• _Supplied text_
As the baby boomer generation ages, jobs in human and health services are growing exponentially. Earning a bachelor's in gerontology is a great way to begin a fulfilling career in this rapidly expanding industry. The Bureau of Labor Statistics projects jobs in the field to increase by 11% in next few years alone, which is just one reason interest in gerontology undergraduate degrees is growing.
There are many great options for online gerontology bachelor degree programs. This guide will introduce some of these options and help you understand the important factors that go into choosing the best program for you.
What are the best gerontology programs of 2020? Here are our top 5:
|1||University of Nebraska Omaha||Omaha, NE|
|2||Madonna University||Livonia, MI|
|3||University of Maryland Global Campus||Adelphi, MD|
|4||University of Nebraska Lincoln||Lincoln, NE|
|5||Thomas University||Thomasville, GA|
Choosing a Program
Gerontology, put simply, is the study of aging. More specifically, gerontology covers the physical, emotional, and social changes that aging people face as well as the aging population's effect on society.
Prospective gerontology students can choose between bachelor's of arts, bachelor's of multidisciplinary studies (BMS), or bachelor's of science degrees. The specific type of program you choose will determine course requirements, projects, and topics covered. For example, a BMS degree in gerontology has a relatively broad focus, with opportunities for students to study in a variety of related fields, including social work, public health, or psychology. A BS degree emphasizes scientific areas of gerontology, such as biology or physiology.
However, there are a several topics that the program will cover regardless of the specific degree type you choose. These topics include the fundamental principles of gerontology, programs and services for the elderly, public policy regarding elderly care, and adult development.
What are the Best Online Bachelor's in Gerontology Programs?
University of Nebraska Omaha
|Omaha, NE||Cost: $$$$$||Graduation Rate: 48%||
UNO serves over 15,000 students, many of whom earn online certificates and degrees — like a bachelor's in gerontology — through the Canvas platform. Learners in the gerontology program can complete a fully online curriculum or take some classes on campus.
The program's 120-credit curriculum includes courses like biology of aging, long-term care administration, and working with minority elderly. Students also take two classes in research and statistics and three guided electives. Learners round out the program by completing a 156-hour practicum at a site in their community.
UNO maintains fall, spring, and summer start dates. First-year applicants must submit ACT or SAT scores. They should also have a minimum 3.0 GPA or rank in the upper half of their high school graduating class.
|Livonia, MI||Cost: $$$$$||Graduation Rate: 61%||
Based in Livonia, Michigan, MU delivers affordable online degrees through the Blackboard platform. Distance learners can enroll in MU's bachelor of science in gerontology program, developing the specialized knowledge and skills needed to help older adults access healthcare and community resources. Graduates are prepared for careers as life enrichment directors, service coordinators, and volunteer managers.

[Collected data]

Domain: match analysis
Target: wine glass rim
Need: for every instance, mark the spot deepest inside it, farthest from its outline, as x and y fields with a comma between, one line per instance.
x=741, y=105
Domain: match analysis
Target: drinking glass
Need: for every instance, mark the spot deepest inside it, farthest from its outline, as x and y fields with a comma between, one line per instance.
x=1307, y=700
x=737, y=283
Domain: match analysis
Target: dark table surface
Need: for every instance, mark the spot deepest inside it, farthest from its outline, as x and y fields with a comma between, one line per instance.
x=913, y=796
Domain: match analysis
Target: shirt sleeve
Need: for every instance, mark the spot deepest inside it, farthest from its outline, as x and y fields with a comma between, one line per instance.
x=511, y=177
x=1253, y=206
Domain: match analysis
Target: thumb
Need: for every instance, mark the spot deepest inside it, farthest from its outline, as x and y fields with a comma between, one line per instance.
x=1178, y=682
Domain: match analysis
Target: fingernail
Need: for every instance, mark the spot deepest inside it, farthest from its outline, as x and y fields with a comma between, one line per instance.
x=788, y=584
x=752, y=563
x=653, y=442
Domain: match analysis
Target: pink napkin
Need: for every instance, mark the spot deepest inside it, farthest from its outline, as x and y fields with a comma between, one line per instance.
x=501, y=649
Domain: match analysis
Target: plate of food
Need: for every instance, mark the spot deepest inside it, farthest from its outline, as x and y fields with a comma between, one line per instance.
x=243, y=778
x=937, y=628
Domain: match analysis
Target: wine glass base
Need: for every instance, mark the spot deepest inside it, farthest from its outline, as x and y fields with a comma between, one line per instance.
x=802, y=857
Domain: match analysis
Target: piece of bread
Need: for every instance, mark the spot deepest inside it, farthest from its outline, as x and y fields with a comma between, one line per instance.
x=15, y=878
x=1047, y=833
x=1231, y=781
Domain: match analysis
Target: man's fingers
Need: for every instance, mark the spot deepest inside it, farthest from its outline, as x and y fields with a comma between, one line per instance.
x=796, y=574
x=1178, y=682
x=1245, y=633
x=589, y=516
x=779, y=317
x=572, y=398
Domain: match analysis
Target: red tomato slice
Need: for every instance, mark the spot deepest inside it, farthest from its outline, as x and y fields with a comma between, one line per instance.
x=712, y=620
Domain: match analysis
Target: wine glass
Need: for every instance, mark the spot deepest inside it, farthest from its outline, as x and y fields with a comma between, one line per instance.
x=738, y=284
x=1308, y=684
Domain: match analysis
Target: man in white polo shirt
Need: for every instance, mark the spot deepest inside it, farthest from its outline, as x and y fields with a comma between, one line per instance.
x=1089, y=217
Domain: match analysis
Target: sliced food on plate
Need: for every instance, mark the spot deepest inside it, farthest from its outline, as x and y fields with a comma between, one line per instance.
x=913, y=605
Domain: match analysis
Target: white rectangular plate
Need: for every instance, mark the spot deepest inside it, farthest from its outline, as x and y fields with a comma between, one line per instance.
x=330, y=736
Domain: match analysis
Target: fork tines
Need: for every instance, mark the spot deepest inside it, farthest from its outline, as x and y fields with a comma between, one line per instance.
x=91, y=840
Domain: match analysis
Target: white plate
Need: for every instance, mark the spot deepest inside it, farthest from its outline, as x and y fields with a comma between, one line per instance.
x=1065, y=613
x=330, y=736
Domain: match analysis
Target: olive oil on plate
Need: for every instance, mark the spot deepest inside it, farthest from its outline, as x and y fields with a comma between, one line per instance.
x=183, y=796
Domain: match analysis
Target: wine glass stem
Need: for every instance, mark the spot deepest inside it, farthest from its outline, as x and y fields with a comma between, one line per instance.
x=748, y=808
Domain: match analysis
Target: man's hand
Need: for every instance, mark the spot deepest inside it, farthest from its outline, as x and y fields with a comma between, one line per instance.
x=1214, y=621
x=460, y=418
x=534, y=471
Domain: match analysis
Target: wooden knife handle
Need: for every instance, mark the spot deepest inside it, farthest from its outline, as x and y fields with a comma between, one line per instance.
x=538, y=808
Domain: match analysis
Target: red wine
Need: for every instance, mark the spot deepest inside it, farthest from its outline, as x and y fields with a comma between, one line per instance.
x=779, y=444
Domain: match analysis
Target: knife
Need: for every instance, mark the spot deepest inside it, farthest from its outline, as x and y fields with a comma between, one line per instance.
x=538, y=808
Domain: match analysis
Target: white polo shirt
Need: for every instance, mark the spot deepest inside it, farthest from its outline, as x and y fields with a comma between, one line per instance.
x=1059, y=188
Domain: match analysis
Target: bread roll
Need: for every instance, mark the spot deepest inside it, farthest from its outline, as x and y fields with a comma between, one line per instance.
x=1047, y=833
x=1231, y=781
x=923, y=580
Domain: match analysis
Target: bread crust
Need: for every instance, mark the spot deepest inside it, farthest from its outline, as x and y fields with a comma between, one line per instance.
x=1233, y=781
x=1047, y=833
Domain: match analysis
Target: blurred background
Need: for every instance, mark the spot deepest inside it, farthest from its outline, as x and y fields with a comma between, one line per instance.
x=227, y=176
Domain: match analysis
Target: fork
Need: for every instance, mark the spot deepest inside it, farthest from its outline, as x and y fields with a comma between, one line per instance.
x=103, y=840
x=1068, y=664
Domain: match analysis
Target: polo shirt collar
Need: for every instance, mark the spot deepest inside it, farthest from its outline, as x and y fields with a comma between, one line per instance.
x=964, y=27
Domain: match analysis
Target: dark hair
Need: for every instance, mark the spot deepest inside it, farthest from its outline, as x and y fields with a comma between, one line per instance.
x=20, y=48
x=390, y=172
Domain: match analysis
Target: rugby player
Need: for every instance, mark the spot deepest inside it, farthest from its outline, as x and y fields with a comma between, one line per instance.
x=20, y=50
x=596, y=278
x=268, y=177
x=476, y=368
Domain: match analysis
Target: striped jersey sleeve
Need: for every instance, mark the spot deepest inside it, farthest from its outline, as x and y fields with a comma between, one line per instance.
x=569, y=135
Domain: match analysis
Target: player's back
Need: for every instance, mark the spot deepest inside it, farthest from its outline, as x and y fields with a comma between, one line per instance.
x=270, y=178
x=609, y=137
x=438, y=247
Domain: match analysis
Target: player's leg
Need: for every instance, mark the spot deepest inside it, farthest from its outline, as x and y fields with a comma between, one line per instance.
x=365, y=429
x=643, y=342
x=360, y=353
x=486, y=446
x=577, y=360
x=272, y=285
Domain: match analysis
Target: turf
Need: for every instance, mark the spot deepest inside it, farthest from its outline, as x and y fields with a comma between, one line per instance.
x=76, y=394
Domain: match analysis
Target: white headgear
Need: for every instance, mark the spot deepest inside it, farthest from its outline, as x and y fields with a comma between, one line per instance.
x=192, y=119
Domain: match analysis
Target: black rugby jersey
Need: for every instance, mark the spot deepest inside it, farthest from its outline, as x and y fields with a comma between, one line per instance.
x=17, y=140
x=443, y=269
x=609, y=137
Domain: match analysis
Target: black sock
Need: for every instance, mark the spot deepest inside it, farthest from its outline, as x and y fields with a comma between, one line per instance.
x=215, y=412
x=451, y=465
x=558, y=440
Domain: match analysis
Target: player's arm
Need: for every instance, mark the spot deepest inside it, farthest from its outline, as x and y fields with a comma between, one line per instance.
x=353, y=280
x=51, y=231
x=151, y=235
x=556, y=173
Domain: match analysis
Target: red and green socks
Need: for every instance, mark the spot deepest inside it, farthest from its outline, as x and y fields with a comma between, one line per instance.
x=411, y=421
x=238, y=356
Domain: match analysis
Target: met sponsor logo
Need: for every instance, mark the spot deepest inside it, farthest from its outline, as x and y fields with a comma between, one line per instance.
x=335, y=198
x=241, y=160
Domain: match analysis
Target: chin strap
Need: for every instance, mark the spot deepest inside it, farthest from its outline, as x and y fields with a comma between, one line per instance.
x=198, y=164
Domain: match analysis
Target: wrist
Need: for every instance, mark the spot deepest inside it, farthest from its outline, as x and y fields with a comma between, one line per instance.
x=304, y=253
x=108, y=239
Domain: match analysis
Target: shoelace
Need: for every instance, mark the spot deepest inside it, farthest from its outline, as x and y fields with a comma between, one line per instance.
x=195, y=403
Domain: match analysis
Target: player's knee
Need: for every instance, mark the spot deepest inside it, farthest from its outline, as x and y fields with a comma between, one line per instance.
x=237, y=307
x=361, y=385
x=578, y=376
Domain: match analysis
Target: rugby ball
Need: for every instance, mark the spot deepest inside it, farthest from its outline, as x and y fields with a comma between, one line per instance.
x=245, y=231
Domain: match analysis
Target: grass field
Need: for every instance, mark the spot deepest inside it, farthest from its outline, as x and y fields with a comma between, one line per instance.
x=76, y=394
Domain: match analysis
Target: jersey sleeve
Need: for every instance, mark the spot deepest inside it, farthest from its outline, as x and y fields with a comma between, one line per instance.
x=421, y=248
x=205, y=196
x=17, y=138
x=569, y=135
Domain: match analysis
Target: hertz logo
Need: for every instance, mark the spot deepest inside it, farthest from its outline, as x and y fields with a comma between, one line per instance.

• _Complete the following_
1) According to the gerontology guide, how long is the practicum in the University of Nebraska Omaha program?
2) Reproduce the stretch of the gerontology guide from "As the baby" through "degrees is growing.".

• _Answers to the problems_
1) 156 hours, completed at a site in the student's community.

2)
As the baby boomer generation ages, jobs in human and health services are growing exponentially. Earning a bachelor's in gerontology is a great way to begin a fulfilling career in this rapidly expanding industry. The Bureau of Labor Statistics projects jobs in the field to increase by 11% in next few years alone, which is just one reason interest in gerontology undergraduate degrees is growing.